● Problem to work on
Can you format the lines below as a Markdown table with a column named "No." for the row number and a column named "Text" for the line, omitting any blank lines?

# # # # # # #

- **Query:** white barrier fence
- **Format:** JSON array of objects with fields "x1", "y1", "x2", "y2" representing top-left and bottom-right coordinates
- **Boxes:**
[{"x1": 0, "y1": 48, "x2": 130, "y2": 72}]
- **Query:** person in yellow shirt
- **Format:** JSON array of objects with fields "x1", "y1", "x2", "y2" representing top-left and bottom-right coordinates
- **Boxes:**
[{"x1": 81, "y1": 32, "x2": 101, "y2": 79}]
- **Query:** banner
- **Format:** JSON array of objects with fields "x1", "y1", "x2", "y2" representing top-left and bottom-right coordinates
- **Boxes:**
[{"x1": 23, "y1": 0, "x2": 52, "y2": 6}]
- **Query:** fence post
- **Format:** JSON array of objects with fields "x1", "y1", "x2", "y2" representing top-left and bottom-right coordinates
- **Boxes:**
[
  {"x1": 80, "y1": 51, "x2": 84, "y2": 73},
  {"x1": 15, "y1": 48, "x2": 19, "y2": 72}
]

# # # # # # #

● Expected answer
| No. | Text |
|---|---|
| 1 | - **Query:** white barrier fence |
| 2 | - **Format:** JSON array of objects with fields "x1", "y1", "x2", "y2" representing top-left and bottom-right coordinates |
| 3 | - **Boxes:** |
| 4 | [{"x1": 0, "y1": 48, "x2": 130, "y2": 72}] |
| 5 | - **Query:** person in yellow shirt |
| 6 | - **Format:** JSON array of objects with fields "x1", "y1", "x2", "y2" representing top-left and bottom-right coordinates |
| 7 | - **Boxes:** |
| 8 | [{"x1": 81, "y1": 32, "x2": 101, "y2": 79}] |
| 9 | - **Query:** banner |
| 10 | - **Format:** JSON array of objects with fields "x1", "y1", "x2", "y2" representing top-left and bottom-right coordinates |
| 11 | - **Boxes:** |
| 12 | [{"x1": 23, "y1": 0, "x2": 52, "y2": 6}] |
| 13 | - **Query:** fence post |
| 14 | - **Format:** JSON array of objects with fields "x1", "y1", "x2", "y2" representing top-left and bottom-right coordinates |
| 15 | - **Boxes:** |
| 16 | [ |
| 17 |   {"x1": 80, "y1": 51, "x2": 84, "y2": 73}, |
| 18 |   {"x1": 15, "y1": 48, "x2": 19, "y2": 72} |
| 19 | ] |